▶ _WHAT NEEDS TO BE DONE_
Output the data below exactly. Leave nothing out.

Dataset excerpts:
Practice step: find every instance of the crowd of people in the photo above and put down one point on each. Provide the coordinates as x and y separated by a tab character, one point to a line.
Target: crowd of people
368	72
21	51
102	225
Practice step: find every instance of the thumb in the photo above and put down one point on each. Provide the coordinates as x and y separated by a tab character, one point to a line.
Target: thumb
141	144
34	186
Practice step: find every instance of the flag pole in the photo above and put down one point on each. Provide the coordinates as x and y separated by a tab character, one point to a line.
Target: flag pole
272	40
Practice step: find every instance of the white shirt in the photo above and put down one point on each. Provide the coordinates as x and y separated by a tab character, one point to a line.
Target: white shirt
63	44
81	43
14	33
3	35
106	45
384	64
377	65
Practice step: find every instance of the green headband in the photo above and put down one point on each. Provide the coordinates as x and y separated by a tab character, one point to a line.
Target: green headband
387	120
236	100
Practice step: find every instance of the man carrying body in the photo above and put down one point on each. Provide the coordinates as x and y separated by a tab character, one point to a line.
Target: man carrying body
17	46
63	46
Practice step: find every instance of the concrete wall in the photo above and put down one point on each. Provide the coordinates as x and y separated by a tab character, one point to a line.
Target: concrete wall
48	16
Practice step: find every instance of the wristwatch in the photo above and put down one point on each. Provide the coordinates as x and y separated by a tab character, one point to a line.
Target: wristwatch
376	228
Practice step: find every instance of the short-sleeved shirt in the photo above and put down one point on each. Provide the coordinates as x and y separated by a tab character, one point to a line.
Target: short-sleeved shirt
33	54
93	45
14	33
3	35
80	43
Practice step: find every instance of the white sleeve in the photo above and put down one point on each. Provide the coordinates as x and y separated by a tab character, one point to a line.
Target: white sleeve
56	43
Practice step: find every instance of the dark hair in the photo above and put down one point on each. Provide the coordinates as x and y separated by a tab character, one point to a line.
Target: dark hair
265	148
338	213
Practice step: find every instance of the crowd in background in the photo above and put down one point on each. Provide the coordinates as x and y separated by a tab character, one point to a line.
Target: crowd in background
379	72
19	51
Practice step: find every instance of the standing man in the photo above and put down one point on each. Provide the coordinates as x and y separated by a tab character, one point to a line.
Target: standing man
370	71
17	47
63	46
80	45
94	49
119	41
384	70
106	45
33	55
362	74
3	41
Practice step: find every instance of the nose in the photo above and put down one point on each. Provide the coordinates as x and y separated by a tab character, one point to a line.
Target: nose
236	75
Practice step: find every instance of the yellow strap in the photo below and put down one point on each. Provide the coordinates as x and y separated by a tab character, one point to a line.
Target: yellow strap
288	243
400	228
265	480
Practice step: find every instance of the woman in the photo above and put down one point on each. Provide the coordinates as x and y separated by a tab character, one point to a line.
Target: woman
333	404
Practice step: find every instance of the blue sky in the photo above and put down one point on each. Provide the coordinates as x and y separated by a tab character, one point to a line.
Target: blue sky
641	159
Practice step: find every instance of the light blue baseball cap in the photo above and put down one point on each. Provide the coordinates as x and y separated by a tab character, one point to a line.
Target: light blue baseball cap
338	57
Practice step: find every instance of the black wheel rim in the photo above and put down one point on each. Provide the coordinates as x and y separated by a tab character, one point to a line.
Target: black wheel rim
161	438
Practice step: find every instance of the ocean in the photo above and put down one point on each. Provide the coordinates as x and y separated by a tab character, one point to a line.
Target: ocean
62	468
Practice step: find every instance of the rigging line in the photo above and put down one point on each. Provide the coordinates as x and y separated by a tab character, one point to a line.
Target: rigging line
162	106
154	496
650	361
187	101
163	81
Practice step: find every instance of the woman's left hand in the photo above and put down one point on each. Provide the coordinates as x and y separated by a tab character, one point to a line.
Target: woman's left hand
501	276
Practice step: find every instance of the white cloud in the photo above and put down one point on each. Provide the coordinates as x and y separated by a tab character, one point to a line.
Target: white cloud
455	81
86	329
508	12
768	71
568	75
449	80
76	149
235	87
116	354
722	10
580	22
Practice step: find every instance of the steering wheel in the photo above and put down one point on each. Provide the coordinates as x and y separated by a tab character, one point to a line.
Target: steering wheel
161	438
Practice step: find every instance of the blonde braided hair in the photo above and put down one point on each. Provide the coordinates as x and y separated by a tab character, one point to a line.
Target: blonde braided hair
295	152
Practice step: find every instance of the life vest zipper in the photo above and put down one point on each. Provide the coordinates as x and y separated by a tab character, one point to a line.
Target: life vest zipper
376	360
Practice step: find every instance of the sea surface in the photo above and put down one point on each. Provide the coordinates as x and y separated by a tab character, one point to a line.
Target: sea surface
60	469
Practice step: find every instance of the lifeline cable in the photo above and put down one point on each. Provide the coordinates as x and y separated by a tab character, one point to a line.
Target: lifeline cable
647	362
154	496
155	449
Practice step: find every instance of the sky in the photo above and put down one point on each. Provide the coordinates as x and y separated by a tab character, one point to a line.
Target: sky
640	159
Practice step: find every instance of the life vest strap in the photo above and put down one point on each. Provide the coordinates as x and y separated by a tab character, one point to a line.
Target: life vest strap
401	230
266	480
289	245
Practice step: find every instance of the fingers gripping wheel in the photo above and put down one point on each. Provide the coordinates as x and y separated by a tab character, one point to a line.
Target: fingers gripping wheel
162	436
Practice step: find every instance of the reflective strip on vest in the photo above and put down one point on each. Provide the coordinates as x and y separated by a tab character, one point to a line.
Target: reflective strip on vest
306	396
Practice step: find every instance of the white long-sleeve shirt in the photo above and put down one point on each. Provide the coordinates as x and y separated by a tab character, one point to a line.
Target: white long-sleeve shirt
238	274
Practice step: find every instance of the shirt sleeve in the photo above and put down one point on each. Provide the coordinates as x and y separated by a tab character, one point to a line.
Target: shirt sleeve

▶ _RESULT OF THIS TASK_
Practice step: find every instance of the crowd of people in the photo above and put down one point on each. Provide the coordinates as x and y separated by a tab character, one point to a line.
Target: crowd of people
368	72
21	51
102	225
Practice step: find every instance of the thumb in the photo above and put down one point on each. Provide the coordinates as x and y separated by a tab character, one point to a line.
Target: thumb
141	144
34	186
Practice step: find every instance of the flag pole in the photo above and put down one point on each. Provide the coordinates as x and y separated by a tab character, one point to a line.
Target: flag pole
272	40
Practice step: find every instance of the white shirt in the photo above and put down one point on each. Provide the coordinates as x and y separated by a tab character, one point to a line.
Target: white shirt
63	44
81	43
14	33
3	35
106	45
384	64
377	65
Practice step: find every instance of the green headband in the photo above and put down one point on each. Provide the coordinates as x and y separated by a tab character, one point to a line.
Target: green headband
387	120
236	100
Practice step: find every instance of the man carrying body in the photo above and put down one point on each. Provide the coordinates as x and y separated by a tab character, one point to a line.
Target: man carrying body
17	46
63	46
Practice step: find every instance of the concrete wall in the photo above and put down one point on each. Provide the coordinates as x and y separated by a tab character, one point to a line.
Target: concrete wall
48	16
Practice step: find every instance of the wristwatch in the photo above and put down one point on each. Provide the coordinates as x and y separated by a tab character, one point to a line.
Target: wristwatch
376	228
Practice step: find every instance of the short-sleeved shirt in the photo above and put down one point on each. Provide the coordinates as x and y separated by a tab character, one point to a line.
Target: short-sleeved shirt
33	54
93	45
14	33
3	35
80	43
Practice step: find every instance of the white sleeve in the photo above and put down one point on each. Provide the coordinates as x and y separated by a tab character, one point to a line.
Target: white sleeve
56	43
Practice step: find every instance of the dark hair in the photo above and put down one point on each. Provide the coordinates as x and y separated by a tab character, one point to a line.
Target: dark hair
265	148
338	213
Practice step: find every instance of the crowd in background in the photo above and put down one point on each. Provide the coordinates as x and y separated by a tab character, one point to a line.
Target: crowd in background
379	72
19	51
Practice step: find every instance of the standing man in the photo above and put down one point on each. Provide the coordinates as x and y separated by a tab character, one point to a line.
Target: standing man
370	71
17	47
63	46
80	45
94	49
119	41
384	70
106	45
33	55
362	74
3	41
Practice step: find every instance of the nose in the photo above and put down one point on each. Provide the coordinates as x and y separated by a tab character, one point to a line.
Target: nose
236	75
Practice step: find every instance of the yellow strap in the photo below and put down one point on each. Provide the coordinates as x and y separated by a tab character, one point to a line.
Target: yellow strap
288	243
400	228
265	480
Practice step: find every instance of the woman in the photo above and put down one point on each. Provide the coordinates as x and y separated by a tab character, one point to a line.
Target: woman
333	404
Practice step: find every instance of the blue sky in the photo above and put down one point on each. Provide the coordinates as x and y separated by a tab character, one point to a line.
Target: blue sky
641	159
Practice step: find every instance of the light blue baseball cap in the photo above and put down one point on each. Provide the coordinates as x and y separated by a tab character, one point to a line.
Target: light blue baseball cap
338	57
Practice step: find every instance of the black wheel rim in the photo above and put down one point on each. Provide the coordinates as x and y separated by a tab character, one point to a line.
Target: black wheel rim
161	438
Practice step: find every instance of the ocean in the photo above and put down one point on each. Provide the coordinates as x and y separated by a tab character, one point to a line.
Target: ocean
62	468
Practice step: find every instance of the rigging line in the photo above and put down one point on each. Provide the coordinates as x and y separated by a tab character, one point to a line.
Target: rigging line
162	106
154	496
650	361
187	101
163	81
Practice step: find every instance of the woman's left hand in the photo above and put down one point on each. Provide the coordinates as x and y separated by a tab character, one point to a line.
Target: woman's left hand
501	276
Practice step: find every instance of the white cloud in the photo above and put down one point on each. Provide the coordinates as x and y separated by a tab character, one point to a line.
Target: white cloud
455	81
86	329
508	12
768	71
568	75
449	80
76	149
235	87
116	354
722	10
580	22
Practice step: find every instance of the steering wheel in the photo above and put down one point on each. Provide the coordinates as x and y separated by a tab character, one point to a line.
Target: steering wheel
161	438
Practice step: find every instance of the blonde braided hair in the photo above and put down one point on each. Provide the coordinates as x and y separated by a tab character, one point to a line.
Target: blonde braided hair
295	152
Practice step: find every instance of the life vest zipper in the photo above and put down one point on each. Provide the coordinates as x and y separated by a tab character, one point to a line.
Target: life vest zipper
376	360
Practice step: find every instance of the sea surface in the photo above and put down one point on each. Provide the coordinates as x and y separated by a tab character, one point to a line.
Target: sea surface
60	469
Practice step: find every instance of the lifeline cable in the photo above and put down one point on each. Provide the coordinates as x and y separated by a tab character, one point to a line.
Target: lifeline cable
647	362
154	496
155	449
Practice step: find every instance of the sky in the photo above and put down one point on each. Provide the coordinates as x and y separated by a tab character, one point to a line.
Target: sky
640	159
Practice step: find every instance of the life vest strap in the photo above and put down one point on each. Provide the coordinates as x and y separated by a tab character, one point to a line.
Target: life vest strap
401	230
266	480
289	245
Practice step: find every instance of the fingers gripping wheel in the photo above and put down one point on each. Provide the coordinates as x and y separated by a tab character, one point to a line.
Target: fingers gripping wheel
162	436
Practice step: find every instance of the reflective strip on vest in the photo above and put down one point on each. Provide the coordinates as x and y separated by a tab character, one point to a line.
Target: reflective strip on vest
306	396
Practice step: find every instance of the white long-sleeve shirt in the photo above and put down one point on each. Provide the coordinates as x and y separated by a tab character, one point to a line.
Target: white long-sleeve shirt
238	274
Practice step: find every instance of the shirt sleeve in the photo above and put down one point on each. Provide the coordinates as x and y separated by a tab character, one point to a line.
Target: shirt sleeve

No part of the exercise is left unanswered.